> [WORK INSTRUCTION]: Transcribe the listing verbatim, please, with images dropped.

> [LISTED ENTRIES]:

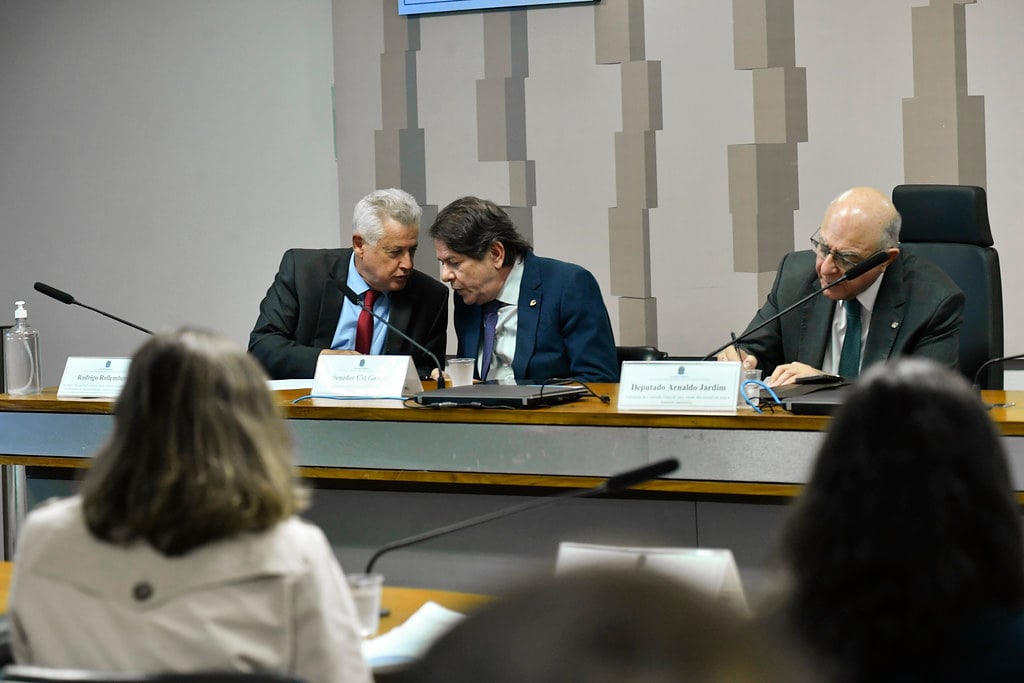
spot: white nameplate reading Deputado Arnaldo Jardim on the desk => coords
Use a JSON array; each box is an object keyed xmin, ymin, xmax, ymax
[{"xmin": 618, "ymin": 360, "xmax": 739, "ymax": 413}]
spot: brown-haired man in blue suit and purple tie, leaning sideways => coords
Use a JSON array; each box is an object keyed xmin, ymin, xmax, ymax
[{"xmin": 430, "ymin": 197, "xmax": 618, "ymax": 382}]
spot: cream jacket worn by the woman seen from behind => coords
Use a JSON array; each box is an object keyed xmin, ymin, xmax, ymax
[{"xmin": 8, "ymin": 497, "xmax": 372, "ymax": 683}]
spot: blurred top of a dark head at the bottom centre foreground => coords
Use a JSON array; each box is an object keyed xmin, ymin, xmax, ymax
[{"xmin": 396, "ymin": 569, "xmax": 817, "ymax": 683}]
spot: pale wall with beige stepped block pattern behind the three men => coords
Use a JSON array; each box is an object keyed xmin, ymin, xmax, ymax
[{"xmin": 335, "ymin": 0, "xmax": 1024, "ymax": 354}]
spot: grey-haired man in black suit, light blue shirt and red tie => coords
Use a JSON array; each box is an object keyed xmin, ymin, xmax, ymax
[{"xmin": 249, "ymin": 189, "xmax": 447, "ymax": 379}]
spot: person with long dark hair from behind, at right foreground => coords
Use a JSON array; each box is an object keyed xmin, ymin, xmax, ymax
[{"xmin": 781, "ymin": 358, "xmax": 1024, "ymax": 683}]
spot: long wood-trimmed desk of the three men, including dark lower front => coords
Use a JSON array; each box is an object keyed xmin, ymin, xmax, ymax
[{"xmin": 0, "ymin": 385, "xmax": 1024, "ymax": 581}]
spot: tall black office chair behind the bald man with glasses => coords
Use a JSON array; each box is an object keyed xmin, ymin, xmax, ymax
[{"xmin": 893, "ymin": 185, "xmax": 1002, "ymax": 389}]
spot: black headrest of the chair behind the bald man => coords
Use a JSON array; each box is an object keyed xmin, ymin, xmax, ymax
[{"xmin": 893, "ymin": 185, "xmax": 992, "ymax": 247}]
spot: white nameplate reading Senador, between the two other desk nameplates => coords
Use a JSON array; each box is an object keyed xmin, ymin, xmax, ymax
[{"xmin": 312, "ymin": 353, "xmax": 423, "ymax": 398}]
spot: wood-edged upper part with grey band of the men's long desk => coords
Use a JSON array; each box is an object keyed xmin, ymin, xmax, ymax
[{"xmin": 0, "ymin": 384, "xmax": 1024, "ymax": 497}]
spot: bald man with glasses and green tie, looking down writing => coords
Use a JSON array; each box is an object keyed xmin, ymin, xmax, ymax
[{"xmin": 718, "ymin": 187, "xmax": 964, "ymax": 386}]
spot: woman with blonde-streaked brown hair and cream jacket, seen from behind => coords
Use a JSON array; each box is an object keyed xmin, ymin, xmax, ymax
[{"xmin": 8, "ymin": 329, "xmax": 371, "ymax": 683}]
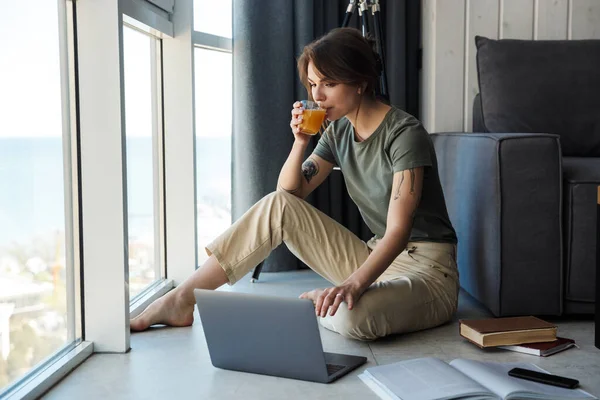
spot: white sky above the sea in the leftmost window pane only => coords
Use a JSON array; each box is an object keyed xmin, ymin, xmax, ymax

> [WORKED SOLUTION]:
spot: white nameplate reading Deputado Arnaldo Jardim on the desk => coords
Use a JSON array; each box is an object keyed xmin, ymin, xmax, ymax
[{"xmin": 618, "ymin": 360, "xmax": 739, "ymax": 413}]
spot: brown-haired man in blue suit and purple tie, leaning sideways => coords
Use a JSON array; each box is an object keyed xmin, ymin, xmax, ymax
[{"xmin": 430, "ymin": 197, "xmax": 618, "ymax": 382}]
spot: cream jacket worn by the woman seen from behind => coords
Use a JSON array; each box is an object keyed xmin, ymin, xmax, ymax
[{"xmin": 8, "ymin": 497, "xmax": 372, "ymax": 683}]
spot: blurred top of a dark head at the bottom centre foreground => coords
Use a JSON array; each box is an object keyed xmin, ymin, xmax, ymax
[{"xmin": 396, "ymin": 569, "xmax": 817, "ymax": 683}]
spot: pale wall with beige stepped block pattern behind the three men => coords
Use a JSON array; each box is an object keyed xmin, ymin, xmax, ymax
[{"xmin": 335, "ymin": 0, "xmax": 1024, "ymax": 354}]
spot: grey-haired man in black suit, light blue shirt and red tie => coords
Use a JSON array; each box is an object keyed xmin, ymin, xmax, ymax
[{"xmin": 249, "ymin": 189, "xmax": 447, "ymax": 379}]
spot: person with long dark hair from behind, at right foreground => coords
Use a JSON array; each box is an object keyed xmin, ymin, xmax, ymax
[{"xmin": 781, "ymin": 358, "xmax": 1024, "ymax": 683}]
spot: long wood-trimmed desk of the three men, including dark lower front => coords
Use a JSON array; each box is an object keyed xmin, ymin, xmax, ymax
[{"xmin": 0, "ymin": 385, "xmax": 1024, "ymax": 581}]
spot: tall black office chair behind the bald man with glasses => coords
Use a JSON array; each box is an object keyed xmin, ymin, xmax, ymax
[{"xmin": 893, "ymin": 185, "xmax": 1002, "ymax": 389}]
spot: black headrest of the chair behind the bald man => coords
Use a JSON array; each box is an object keyed xmin, ymin, xmax, ymax
[{"xmin": 893, "ymin": 185, "xmax": 992, "ymax": 247}]
spot: white nameplate reading Senador, between the two other desk nameplates => coords
Use a JSON array; each box is an object keyed xmin, ymin, xmax, ymax
[{"xmin": 312, "ymin": 353, "xmax": 423, "ymax": 398}]
spot: wood-edged upper part with grey band of the men's long desk => coords
Use a JSON array; each box is an object keyed xmin, ymin, xmax, ymax
[{"xmin": 0, "ymin": 384, "xmax": 1024, "ymax": 497}]
spot: bald man with glasses and green tie, looking down writing => coords
Use a JSON array; each box is an object keyed xmin, ymin, xmax, ymax
[{"xmin": 718, "ymin": 187, "xmax": 964, "ymax": 386}]
spot: woman with blonde-streaked brown hair and cream jacket, seen from behind => coords
Use a JSON array; each box is an object keyed xmin, ymin, xmax, ymax
[{"xmin": 8, "ymin": 329, "xmax": 371, "ymax": 683}]
spot: white sky above the sea in the leftmost window pane only => coords
Use a JSON array; each box is an object keyed xmin, ymin, xmax, ymax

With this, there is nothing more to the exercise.